Stored records
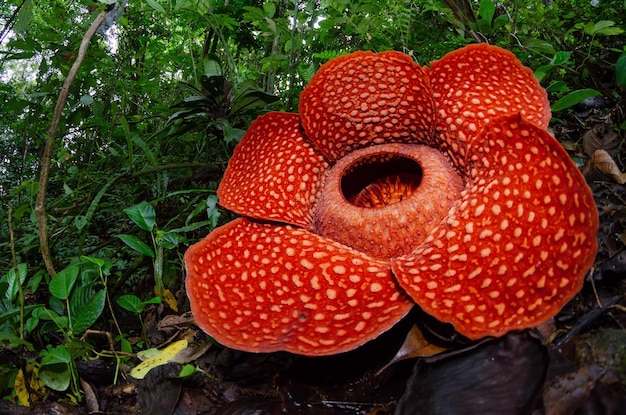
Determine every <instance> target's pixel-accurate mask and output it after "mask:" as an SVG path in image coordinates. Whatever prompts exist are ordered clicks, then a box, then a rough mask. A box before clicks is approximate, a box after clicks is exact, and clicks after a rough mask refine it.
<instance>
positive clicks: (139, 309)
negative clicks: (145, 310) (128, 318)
mask: <svg viewBox="0 0 626 415" xmlns="http://www.w3.org/2000/svg"><path fill="white" fill-rule="evenodd" d="M148 304H161V297H152V298H151V299H149V300H146V301H141V299H140V298H139V297H137V296H136V295H133V294H125V295H121V296H120V297H119V298H118V299H117V305H119V306H120V307H122V308H123V309H125V310H128V311H130V312H131V313H137V314H139V313H141V312H142V311H143V310H144V308H146V306H147V305H148Z"/></svg>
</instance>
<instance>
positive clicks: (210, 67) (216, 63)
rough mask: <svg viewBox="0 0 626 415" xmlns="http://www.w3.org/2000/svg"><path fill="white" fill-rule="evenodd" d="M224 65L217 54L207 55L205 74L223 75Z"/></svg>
mask: <svg viewBox="0 0 626 415" xmlns="http://www.w3.org/2000/svg"><path fill="white" fill-rule="evenodd" d="M222 75H223V73H222V65H220V61H219V59H218V57H217V56H215V55H207V56H205V57H204V76H206V77H211V76H222Z"/></svg>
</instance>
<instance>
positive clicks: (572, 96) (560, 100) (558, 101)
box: [552, 89, 602, 112]
mask: <svg viewBox="0 0 626 415" xmlns="http://www.w3.org/2000/svg"><path fill="white" fill-rule="evenodd" d="M598 95H602V94H601V93H600V91H596V90H595V89H579V90H577V91H573V92H570V93H569V94H567V95H565V96H564V97H563V98H561V99H559V100H558V101H557V102H555V103H554V104H552V112H559V111H562V110H564V109H567V108H570V107H573V106H574V105H576V104H580V103H581V102H582V101H584V100H585V99H587V98H589V97H595V96H598Z"/></svg>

§ **WORK TASK**
Format the stored records above as a JSON list of strings, one string per line, leaving out blank lines and the pictures.

§ **REPLY**
[
  "Determine every <instance> target's pixel-accurate mask and output it after \"mask:\" as an SVG path in image coordinates. Whatever prompts exist are ordered clicks, then a box, then a rough mask. A box before clicks is approximate, a box after clicks is exact, and clicks after a rough mask refine it.",
  "<instance>",
  "positive clicks: (139, 309)",
  "negative clicks: (145, 310) (128, 318)",
  "mask: <svg viewBox=\"0 0 626 415\" xmlns=\"http://www.w3.org/2000/svg\"><path fill=\"white\" fill-rule=\"evenodd\" d=\"M148 304H161V297H152V298H151V299H149V300H146V301H141V299H140V298H139V297H137V296H136V295H133V294H125V295H121V296H120V297H119V298H118V299H117V305H119V306H120V307H122V308H123V309H125V310H128V311H130V312H131V313H137V314H139V313H141V312H142V311H143V310H144V308H146V306H147V305H148Z\"/></svg>",
  "</instance>",
  "<instance>",
  "positive clicks: (210, 67) (216, 63)",
  "rough mask: <svg viewBox=\"0 0 626 415\" xmlns=\"http://www.w3.org/2000/svg\"><path fill=\"white\" fill-rule=\"evenodd\" d=\"M224 65L217 54L207 55L205 74L223 75Z\"/></svg>",
  "mask: <svg viewBox=\"0 0 626 415\" xmlns=\"http://www.w3.org/2000/svg\"><path fill=\"white\" fill-rule=\"evenodd\" d=\"M222 75H223V73H222V65H220V61H219V59H218V57H217V56H215V55H207V56H205V57H204V76H206V77H211V76H222Z\"/></svg>",
  "</instance>",
  "<instance>",
  "positive clicks: (572, 96) (560, 100) (558, 101)",
  "box: [552, 89, 602, 112]",
  "mask: <svg viewBox=\"0 0 626 415\" xmlns=\"http://www.w3.org/2000/svg\"><path fill=\"white\" fill-rule=\"evenodd\" d=\"M598 95H602V94H601V93H600V91H596V90H595V89H579V90H577V91H573V92H570V93H569V94H567V95H565V96H564V97H563V98H561V99H559V100H558V101H557V102H555V103H554V104H552V112H559V111H562V110H564V109H567V108H570V107H573V106H574V105H576V104H580V103H581V102H582V101H584V100H585V99H587V98H589V97H595V96H598Z\"/></svg>"
]